**Directive a**
Decide whether each statement below agrees with the piece on the Scottish election result. Answer yes or no for each, and quote the deciding words of the piece. (i) Voters removed 21 of the 56 SNP MPs. (ii) Stirling elected a Conservative for the first time in ten years. (iii) Ruth Davidson sent her message at 2.30am.

Nicola Sturgeon has four years to save her neck.

Scotland seemed ready to teach the SNP a lesson about accountability. We knew that. No one realised quite how ready Scotland was. The general election result was seismic in many ways in many parts of the UK, but north of the border it hit a magnitude of 10: naw to a second independence referendum, no more gravity-defying Nat heroes, a brutal response from a nation that has tired of constitutional engineering and wants someone to attend to the basics.

Alex Salmond and his close friend Tasmina Ahmed-Sheikh went. Westminster leader Angus Robertson went. John Nicolson, that cocky enemy of a free press, went. The dominos tumbled and kept tumbling. The messages from Tory and Labour friends grew more excitable and more disbelieving as the night wore on. "Keep watching," texted Ruth Davidson at 2.30am, "you might have a Tory MP in Stirling [my hometown, SNP 2015 majority 10,480]. Gordon’s getting tasty."

Stirling, once the stamping ground of Michael Forsyth, went Conservative for the first time in 20 years. Gordon meant Alex Salmond, which seemed unthinkable even as the unthinkable continued to happen. The SNP’s greatest leader was not spared. The night of the long claymores brought down the tallest of poppies.

In the end, an astonishing 21 out of 56 SNP MPs were fired by the voters, only two years after most of them had been handed the gig in the first place. "Not up to it," as Attlee would have put it.

Why? Well, Nicola Sturgeon won’t say it publicly, but her demand for a second independence referendum only three years after the first angered a great many voters who had asked the Nats to stand up for Scotland at Westminster rather than seek to rip it out. It was a catastrophic misjudgment by an otherwise canny leader. She and her colleagues were told, again and again, that the school-gate chat suggested a frustrated electorate felt taken for granted and had grown tired of the SNP’s one-track politics. As reports emerged showing numeracy and literacy rates falling despite ten years of Nationalist government, Scots wondered what they were getting from the deal. They have made up their minds: not enough.

**Extracted information**
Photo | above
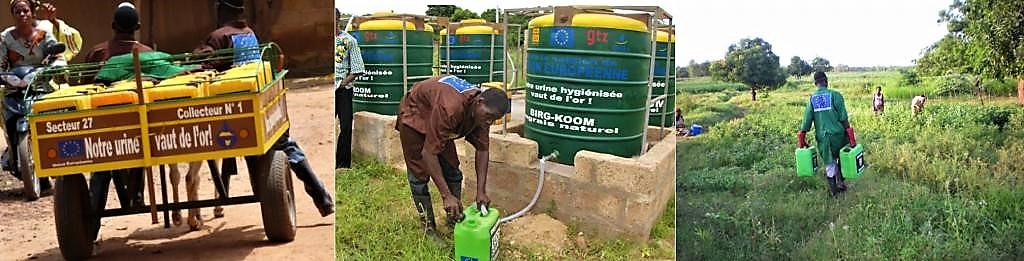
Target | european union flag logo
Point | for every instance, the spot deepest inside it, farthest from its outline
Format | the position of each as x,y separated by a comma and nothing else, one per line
561,37
453,40
821,102
457,83
71,147
246,48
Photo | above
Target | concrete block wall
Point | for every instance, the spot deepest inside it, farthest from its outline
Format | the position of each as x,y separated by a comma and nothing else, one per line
602,194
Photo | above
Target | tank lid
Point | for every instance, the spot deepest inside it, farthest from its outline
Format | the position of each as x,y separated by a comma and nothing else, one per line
476,30
664,37
593,20
387,25
474,22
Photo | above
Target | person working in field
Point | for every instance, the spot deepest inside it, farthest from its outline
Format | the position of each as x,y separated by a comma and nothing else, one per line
431,117
680,125
879,102
826,112
236,33
918,103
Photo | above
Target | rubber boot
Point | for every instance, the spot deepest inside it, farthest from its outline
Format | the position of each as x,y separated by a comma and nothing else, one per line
456,188
833,186
426,211
841,182
313,187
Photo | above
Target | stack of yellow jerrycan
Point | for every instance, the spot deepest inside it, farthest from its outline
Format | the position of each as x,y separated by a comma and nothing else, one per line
180,87
498,85
246,78
119,93
66,99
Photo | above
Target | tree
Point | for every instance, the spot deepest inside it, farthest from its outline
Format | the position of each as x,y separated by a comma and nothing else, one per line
992,30
950,55
698,70
461,14
751,61
799,67
682,72
821,64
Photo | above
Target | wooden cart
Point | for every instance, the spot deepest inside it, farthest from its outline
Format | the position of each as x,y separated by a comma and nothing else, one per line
67,145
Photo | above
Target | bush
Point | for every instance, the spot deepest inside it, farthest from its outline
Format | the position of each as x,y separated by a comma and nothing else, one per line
952,85
908,78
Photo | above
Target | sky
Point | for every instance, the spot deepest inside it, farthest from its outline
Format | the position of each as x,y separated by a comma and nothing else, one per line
862,33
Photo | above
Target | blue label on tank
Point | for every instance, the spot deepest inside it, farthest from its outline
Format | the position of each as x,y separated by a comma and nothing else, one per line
561,37
821,101
246,48
457,83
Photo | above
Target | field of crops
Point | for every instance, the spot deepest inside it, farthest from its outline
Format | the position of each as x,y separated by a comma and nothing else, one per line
946,184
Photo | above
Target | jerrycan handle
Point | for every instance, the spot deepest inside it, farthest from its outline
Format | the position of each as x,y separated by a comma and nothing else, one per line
483,210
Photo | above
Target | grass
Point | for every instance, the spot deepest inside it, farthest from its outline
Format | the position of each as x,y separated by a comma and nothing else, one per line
376,220
943,185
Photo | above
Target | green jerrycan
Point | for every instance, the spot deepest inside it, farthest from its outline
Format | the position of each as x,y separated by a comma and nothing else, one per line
851,161
472,236
806,161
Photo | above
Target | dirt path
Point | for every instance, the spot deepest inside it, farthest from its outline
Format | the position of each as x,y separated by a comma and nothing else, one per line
28,231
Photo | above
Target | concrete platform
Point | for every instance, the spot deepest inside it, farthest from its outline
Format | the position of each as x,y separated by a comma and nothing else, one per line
602,194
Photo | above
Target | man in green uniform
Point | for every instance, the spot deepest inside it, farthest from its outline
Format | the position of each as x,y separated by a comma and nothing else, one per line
832,129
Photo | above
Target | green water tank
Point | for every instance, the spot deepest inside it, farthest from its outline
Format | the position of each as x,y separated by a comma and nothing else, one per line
471,51
668,105
587,84
380,89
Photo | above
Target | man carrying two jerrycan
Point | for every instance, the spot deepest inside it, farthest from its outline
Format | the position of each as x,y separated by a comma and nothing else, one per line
826,111
431,117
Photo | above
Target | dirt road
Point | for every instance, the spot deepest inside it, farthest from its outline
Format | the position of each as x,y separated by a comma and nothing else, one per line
28,231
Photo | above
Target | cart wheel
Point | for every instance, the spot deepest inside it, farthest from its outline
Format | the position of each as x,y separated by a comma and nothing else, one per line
76,221
276,197
27,169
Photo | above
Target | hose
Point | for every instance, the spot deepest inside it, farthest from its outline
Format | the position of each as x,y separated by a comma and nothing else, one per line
537,194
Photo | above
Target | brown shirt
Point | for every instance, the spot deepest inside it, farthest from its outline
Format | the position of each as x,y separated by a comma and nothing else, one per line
441,114
221,39
121,44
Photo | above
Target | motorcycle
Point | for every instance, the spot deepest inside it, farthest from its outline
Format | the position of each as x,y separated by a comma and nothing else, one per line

**Directive b**
Count the lines of the entries above that contain the string "tank", with case counting, and give only the number.

**Task answer a**
(i) Yes: "an astonishing 21 out of 56 SNP MPs were fired by the voters"
(ii) No: "went Conservative for the first time in 20 years"
(iii) Yes: "texted Ruth Davidson at 2.30am"

**Task answer b**
3